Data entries
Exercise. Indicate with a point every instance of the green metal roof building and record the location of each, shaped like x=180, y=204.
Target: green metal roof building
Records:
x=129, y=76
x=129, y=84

Work to be completed —
Output each line of the records above exactly.

Result —
Exercise. Indicate with a point every instance of the green metal roof building and record the location of each, shaped like x=180, y=204.
Target: green metal roof building
Records:
x=129, y=76
x=129, y=84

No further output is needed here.